> _SUPPLIED TEXT_:

4.30.2020

بِسْمِ اللهِ الرَّحْمٰنِ الرَّحِيْمِ


can recognize the swimmer when she swims, backstroke to breaststroke, taking it all in, relaxing every pore and opening, within the calm of an ocean enveloping, but don't forget oh beloved, that you must still come to the surface up, breath still necessity even though breathlessness looks a bit delicious on the chest when its falling and rising. every word i write, an anchor for your soul that it never lose its light, always able to stand even as life falls short of what we expect with human sight. can't say how He'll try you next, but one thing is for certain (iA): your heart sits side by side with mine at rest, so whenever it beats too fast, recall its neighbor is there, so yours can pump a little bit less.

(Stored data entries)
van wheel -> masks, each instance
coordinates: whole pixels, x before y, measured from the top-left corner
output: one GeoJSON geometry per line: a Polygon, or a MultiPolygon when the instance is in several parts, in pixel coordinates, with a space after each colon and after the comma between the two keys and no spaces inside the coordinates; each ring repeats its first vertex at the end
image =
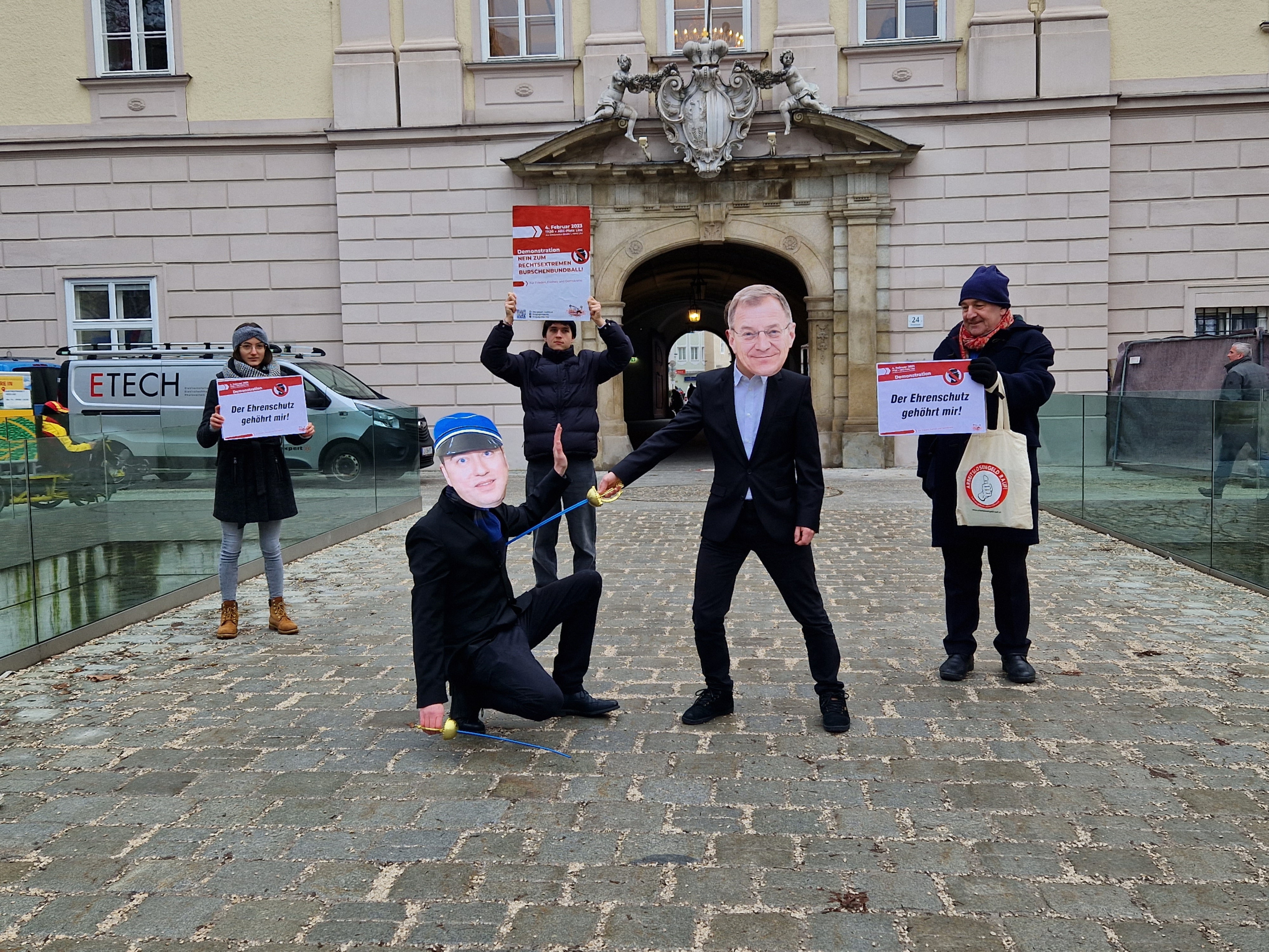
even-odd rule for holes
{"type": "Polygon", "coordinates": [[[322,472],[345,486],[364,486],[374,479],[369,454],[355,443],[341,443],[332,449],[322,472]]]}

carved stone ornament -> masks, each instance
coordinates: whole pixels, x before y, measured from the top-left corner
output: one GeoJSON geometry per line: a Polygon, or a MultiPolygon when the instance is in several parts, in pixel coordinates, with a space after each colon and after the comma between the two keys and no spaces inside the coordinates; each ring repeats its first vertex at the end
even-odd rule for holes
{"type": "Polygon", "coordinates": [[[789,96],[780,103],[786,135],[794,112],[831,112],[820,102],[819,88],[806,81],[793,66],[792,51],[786,50],[780,56],[783,69],[778,71],[754,70],[737,60],[732,63],[731,74],[722,76],[718,65],[728,52],[730,47],[722,39],[684,43],[683,56],[692,63],[692,76],[687,80],[674,63],[664,66],[656,74],[632,76],[629,57],[619,56],[617,72],[608,89],[600,94],[588,122],[626,119],[626,137],[633,142],[637,116],[622,99],[627,91],[655,90],[656,113],[674,151],[700,178],[712,179],[731,161],[732,152],[749,135],[760,89],[787,84],[789,96]]]}

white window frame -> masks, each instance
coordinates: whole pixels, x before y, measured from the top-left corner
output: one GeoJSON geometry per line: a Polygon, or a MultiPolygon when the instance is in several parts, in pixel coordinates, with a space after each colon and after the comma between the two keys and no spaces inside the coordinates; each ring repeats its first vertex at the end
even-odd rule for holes
{"type": "Polygon", "coordinates": [[[892,44],[892,43],[940,43],[948,34],[948,4],[952,0],[939,0],[938,23],[935,23],[937,36],[905,38],[907,33],[907,4],[909,0],[898,0],[898,23],[895,28],[893,39],[868,39],[868,0],[855,0],[859,8],[859,46],[892,44]]]}
{"type": "MultiPolygon", "coordinates": [[[[726,4],[727,6],[736,6],[735,0],[726,4]]],[[[713,0],[706,0],[706,23],[709,22],[708,14],[713,6],[713,0]]],[[[744,46],[732,47],[735,52],[744,52],[746,50],[753,50],[753,33],[750,32],[750,15],[753,13],[751,0],[740,0],[740,22],[741,30],[740,34],[745,39],[744,46]]],[[[683,50],[683,47],[676,46],[674,42],[674,0],[665,0],[665,48],[673,56],[683,50]]]]}
{"type": "MultiPolygon", "coordinates": [[[[141,47],[145,41],[145,22],[141,20],[138,28],[137,5],[138,0],[128,0],[132,4],[132,63],[141,62],[141,47]]],[[[173,76],[176,72],[176,44],[174,42],[175,29],[171,19],[173,0],[164,0],[164,33],[168,38],[168,67],[162,70],[110,70],[110,60],[105,48],[105,14],[102,10],[102,0],[93,0],[93,48],[96,51],[98,76],[173,76]]]]}
{"type": "Polygon", "coordinates": [[[118,335],[114,334],[117,330],[150,330],[150,340],[155,344],[159,343],[159,279],[157,277],[140,275],[135,278],[66,278],[66,343],[71,347],[80,347],[79,338],[75,331],[79,330],[109,330],[112,344],[122,344],[122,340],[117,340],[118,335]],[[104,321],[81,321],[75,316],[75,288],[85,284],[105,284],[107,286],[107,298],[110,305],[110,316],[104,321]],[[118,300],[115,294],[115,286],[118,284],[148,284],[150,286],[150,321],[148,326],[143,320],[131,320],[124,321],[117,317],[115,308],[118,307],[118,300]]]}
{"type": "MultiPolygon", "coordinates": [[[[170,3],[170,0],[169,0],[170,3]]],[[[556,0],[556,51],[551,55],[534,55],[522,53],[520,56],[492,56],[489,51],[489,3],[490,0],[477,0],[480,4],[480,48],[481,60],[483,62],[519,62],[527,60],[530,62],[551,62],[553,60],[562,60],[563,57],[563,20],[565,20],[565,0],[556,0]]],[[[524,44],[528,42],[528,32],[524,28],[525,11],[524,6],[528,0],[516,0],[519,4],[519,17],[520,17],[520,50],[524,50],[524,44]]]]}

> _TASKS TO COMPLETE_:
1 > According to the supplied text, what is every word the writer writes?
2 > Reproduce the supplied text from "can recognize the" to "little bit less.".

> _ANSWERS TO THIS EXERCISE_:
1 > An anchor for your soul, that it never lose its light.

2 >
can recognize the swimmer when she swims, backstroke to breaststroke, taking it all in, relaxing every pore and opening, within the calm of an ocean enveloping, but don't forget oh beloved, that you must still come to the surface up, breath still necessity even though breathlessness looks a bit delicious on the chest when its falling and rising. every word i write, an anchor for your soul that it never lose its light, always able to stand even as life falls short of what we expect with human sight. can't say how He'll try you next, but one thing is for certain (iA): your heart sits side by side with mine at rest, so whenever it beats too fast, recall its neighbor is there, so yours can pump a little bit less.